─── DATASET ENTRIES

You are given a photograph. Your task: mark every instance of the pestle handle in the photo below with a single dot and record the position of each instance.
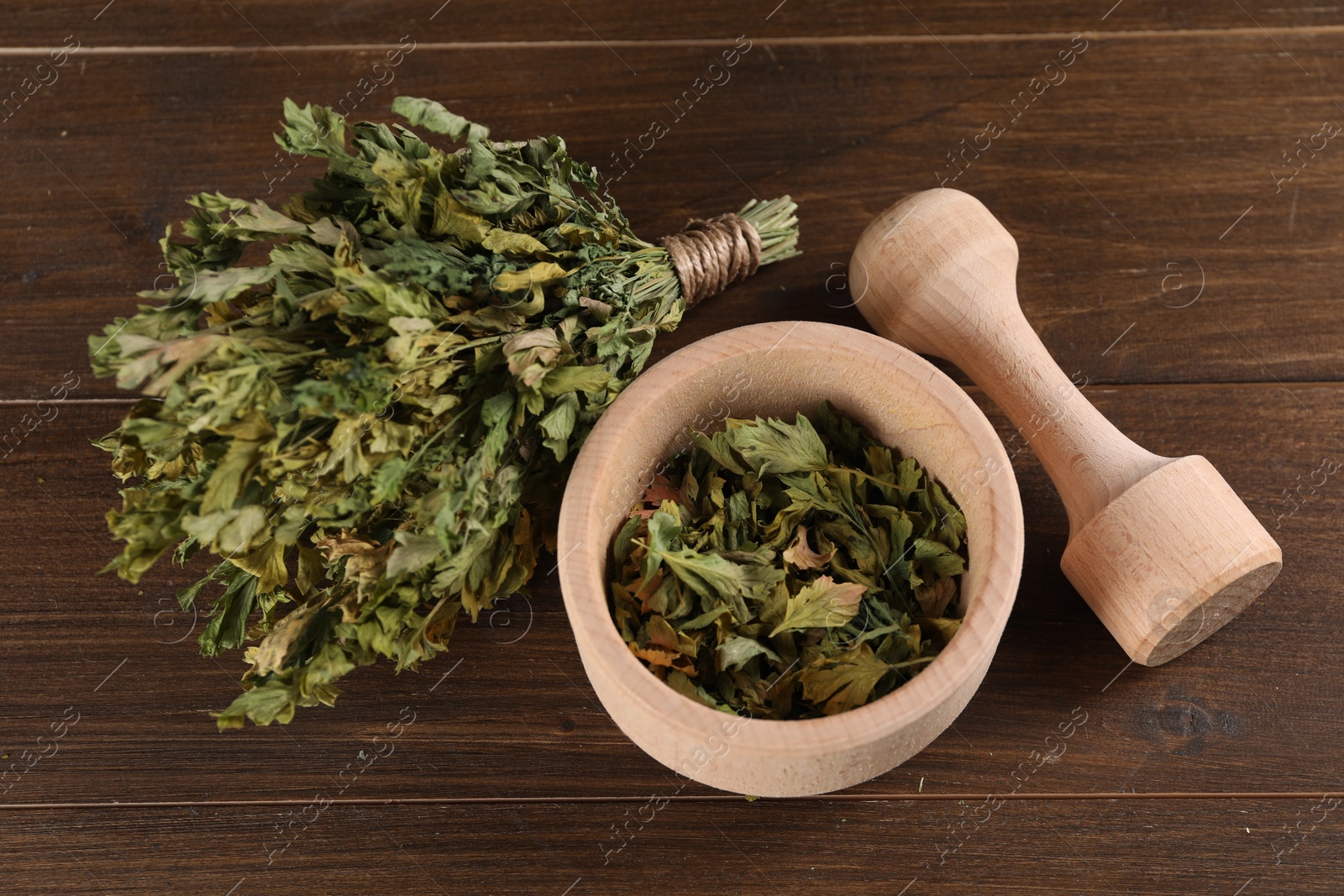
(937, 273)
(1162, 548)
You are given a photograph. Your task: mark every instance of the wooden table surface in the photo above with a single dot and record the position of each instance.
(1171, 255)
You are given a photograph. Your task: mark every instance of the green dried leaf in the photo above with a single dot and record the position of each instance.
(703, 594)
(387, 405)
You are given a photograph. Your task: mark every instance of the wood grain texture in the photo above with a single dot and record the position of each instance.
(777, 371)
(1162, 264)
(1176, 167)
(255, 23)
(1160, 547)
(1168, 848)
(1249, 710)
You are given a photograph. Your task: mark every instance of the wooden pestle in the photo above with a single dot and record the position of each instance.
(1162, 548)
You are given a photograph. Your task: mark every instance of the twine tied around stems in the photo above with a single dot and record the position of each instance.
(712, 254)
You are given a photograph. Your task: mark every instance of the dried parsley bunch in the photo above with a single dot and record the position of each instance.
(790, 570)
(370, 422)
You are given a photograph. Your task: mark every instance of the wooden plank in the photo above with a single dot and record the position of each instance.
(1119, 186)
(1253, 710)
(255, 23)
(1158, 848)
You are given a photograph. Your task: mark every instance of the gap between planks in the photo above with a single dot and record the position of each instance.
(1026, 36)
(709, 799)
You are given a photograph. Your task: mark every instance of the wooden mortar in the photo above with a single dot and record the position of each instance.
(1162, 548)
(777, 369)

──────

### [EXERCISE]
Where the records above contain a line with "the wood grain", repeat that line and each later line through the end, exactly, and nothing more.

### [RESULT OF THE EXERCISE]
You are given a photograph. Your task: mark every instance of the wood grain texture in the photo above with a single dot and record the position of each instance.
(777, 371)
(1162, 264)
(1176, 167)
(255, 23)
(1160, 547)
(1168, 848)
(1249, 710)
You are given a photograph. Your task: mark every instance of the wooden pestle in the photo above with a single dot and record the position of each instance.
(1162, 548)
You are given a photograph. Your task: mark every instance of the twine tied around stems in the photo above with a single dot and record the position of each instance.
(712, 254)
You are given a photograph. Your task: mark every instance of the dried parsley bunch in the photo above with a single dot and record the position of each instance.
(790, 570)
(370, 422)
You are given a photograph. Your task: mark every instance of the wooden plank in the photo above with a single dot and record the position of each instance.
(1119, 186)
(1253, 710)
(255, 23)
(1158, 848)
You are given a photograph. Your task: mark every instance of the gap between planks in the photo above with a single dot and record the position of each instance.
(1026, 36)
(709, 799)
You are given a photograph. Your task: mark every instance of the wooden mortar in the photo above with a single dot and record the position of each instance.
(1162, 548)
(777, 369)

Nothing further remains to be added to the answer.